## ACTIONS TO TAKE:
1. In the forum thread about read-only mmap and ctypes, how long did it take to walk through a 500 MB binary file in Python?
2. From the forum thread about read-only mmap and ctypes, quote the part that opens with the words containing "I did find that" and closes with "pHeader = pointer(firstHeader)".

## PROVIDED PASSAGE:
If I create the mmap as read/write (for the 2nd process), I have no problem creating ctypes object as a "view" of the mmap object using from_buffer. From a cursory look at the c-code, it looks like this is a cast, not a copy, which is what I want. However, this breaks if I make the mmap ACCESS_READ, throwing an exception that from_buffer requires write privileges.
I think I want to use ctypes from_address() method instead, which doesn't appear to need write access. I'm probably missing something simple, but I'm not sure how to get the address of the location within an mmap. I know I can use ACCESS_COPY (so write operations show up in memory, but aren't persisted to disk), but I'd rather keep things read only.
Any suggestions?

I ran into a similar issue (unable to setup a readonly mmap) but I was using only the python mmap module. Python mmap 'Permission denied' on Linux
I'm not sure it is of any help to you since you don't want the mmap to be private?

Ok, from looking at the mmap .c code, I don't believe it supports this use case. Also, I found that the performance pretty much sucks - for my use case. I'd be curious what kind performance others see, but I found that it took about 40 sec to walk through a binary file of 500 MB in Python. This is creating a mmap, then turning the location into a ctype object with from_buffer(), and using the ctypes object to decipher the size of the object so I could step to the next object. I tried doing the same thing directly in c++ from msvc. Obviously here I could cast directly into an object of the correct type, and it was fast - less than a second (this is with a core 2 quad and ssd).
I did find that I could get a pointer with the following
firstHeader = CEL_HEADER.from_buffer(map, 0) #CEL_HEADER is a ctypes Structure
pHeader = pointer(firstHeader)

## LISTED ENTRIES:

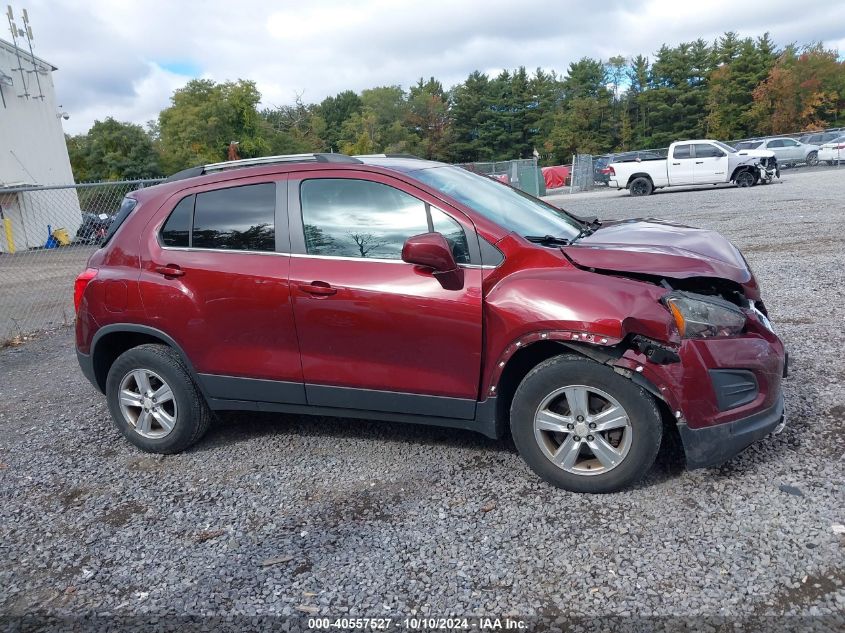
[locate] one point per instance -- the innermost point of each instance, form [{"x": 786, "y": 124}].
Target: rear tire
[
  {"x": 154, "y": 401},
  {"x": 641, "y": 186},
  {"x": 549, "y": 411}
]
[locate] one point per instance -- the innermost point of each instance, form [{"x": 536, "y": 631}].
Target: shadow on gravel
[{"x": 235, "y": 427}]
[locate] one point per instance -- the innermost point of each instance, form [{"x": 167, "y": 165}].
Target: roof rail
[
  {"x": 386, "y": 156},
  {"x": 212, "y": 168}
]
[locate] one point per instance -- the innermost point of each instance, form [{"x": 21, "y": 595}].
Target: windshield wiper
[
  {"x": 591, "y": 225},
  {"x": 547, "y": 239}
]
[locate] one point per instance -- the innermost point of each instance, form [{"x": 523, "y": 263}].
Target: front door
[
  {"x": 214, "y": 276},
  {"x": 682, "y": 166},
  {"x": 711, "y": 164},
  {"x": 376, "y": 333}
]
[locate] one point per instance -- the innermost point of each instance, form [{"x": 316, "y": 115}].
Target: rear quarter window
[
  {"x": 236, "y": 218},
  {"x": 126, "y": 207}
]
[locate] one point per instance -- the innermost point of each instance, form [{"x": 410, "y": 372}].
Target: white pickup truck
[{"x": 702, "y": 162}]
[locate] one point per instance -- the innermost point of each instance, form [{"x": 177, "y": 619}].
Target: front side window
[
  {"x": 343, "y": 217},
  {"x": 454, "y": 234},
  {"x": 705, "y": 150},
  {"x": 682, "y": 151},
  {"x": 507, "y": 207},
  {"x": 236, "y": 218}
]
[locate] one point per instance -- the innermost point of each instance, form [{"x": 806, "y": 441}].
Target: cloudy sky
[{"x": 124, "y": 59}]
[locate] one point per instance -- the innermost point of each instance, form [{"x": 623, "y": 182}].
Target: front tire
[
  {"x": 745, "y": 179},
  {"x": 582, "y": 427},
  {"x": 153, "y": 400},
  {"x": 641, "y": 187}
]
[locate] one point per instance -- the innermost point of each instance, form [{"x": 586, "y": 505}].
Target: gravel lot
[{"x": 286, "y": 515}]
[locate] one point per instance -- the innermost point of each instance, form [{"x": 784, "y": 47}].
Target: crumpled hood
[{"x": 656, "y": 247}]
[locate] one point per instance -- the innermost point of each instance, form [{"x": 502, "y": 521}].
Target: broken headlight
[{"x": 700, "y": 316}]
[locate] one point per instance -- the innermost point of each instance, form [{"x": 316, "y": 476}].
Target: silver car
[{"x": 791, "y": 152}]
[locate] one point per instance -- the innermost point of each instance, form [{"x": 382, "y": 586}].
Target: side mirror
[{"x": 431, "y": 250}]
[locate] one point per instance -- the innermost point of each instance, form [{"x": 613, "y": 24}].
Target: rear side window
[
  {"x": 126, "y": 207},
  {"x": 176, "y": 231},
  {"x": 358, "y": 218},
  {"x": 681, "y": 151},
  {"x": 237, "y": 218}
]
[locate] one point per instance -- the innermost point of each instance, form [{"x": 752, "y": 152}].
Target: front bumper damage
[
  {"x": 724, "y": 394},
  {"x": 714, "y": 445}
]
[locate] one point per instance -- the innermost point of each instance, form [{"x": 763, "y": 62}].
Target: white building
[{"x": 32, "y": 153}]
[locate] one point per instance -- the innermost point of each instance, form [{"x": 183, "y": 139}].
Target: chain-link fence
[
  {"x": 522, "y": 174},
  {"x": 46, "y": 236}
]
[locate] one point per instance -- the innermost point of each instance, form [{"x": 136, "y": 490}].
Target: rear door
[
  {"x": 377, "y": 333},
  {"x": 711, "y": 164},
  {"x": 215, "y": 278},
  {"x": 781, "y": 152},
  {"x": 682, "y": 165}
]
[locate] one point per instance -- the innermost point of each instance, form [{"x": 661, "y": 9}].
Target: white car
[
  {"x": 833, "y": 152},
  {"x": 697, "y": 162},
  {"x": 787, "y": 150}
]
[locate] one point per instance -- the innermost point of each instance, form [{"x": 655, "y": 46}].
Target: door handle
[
  {"x": 318, "y": 288},
  {"x": 170, "y": 270}
]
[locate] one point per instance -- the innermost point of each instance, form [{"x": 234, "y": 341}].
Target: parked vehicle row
[
  {"x": 697, "y": 162},
  {"x": 407, "y": 290},
  {"x": 833, "y": 152}
]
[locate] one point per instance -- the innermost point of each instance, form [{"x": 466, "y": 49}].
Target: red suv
[{"x": 394, "y": 288}]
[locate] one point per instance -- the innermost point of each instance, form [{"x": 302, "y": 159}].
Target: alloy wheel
[
  {"x": 147, "y": 404},
  {"x": 583, "y": 430}
]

## RESPONSES TO THE TASKS:
1. About 40 seconds.

2.
I did find that I could get a pointer with the following
firstHeader = CEL_HEADER.from_buffer(map, 0) #CEL_HEADER is a ctypes Structure
pHeader = pointer(firstHeader)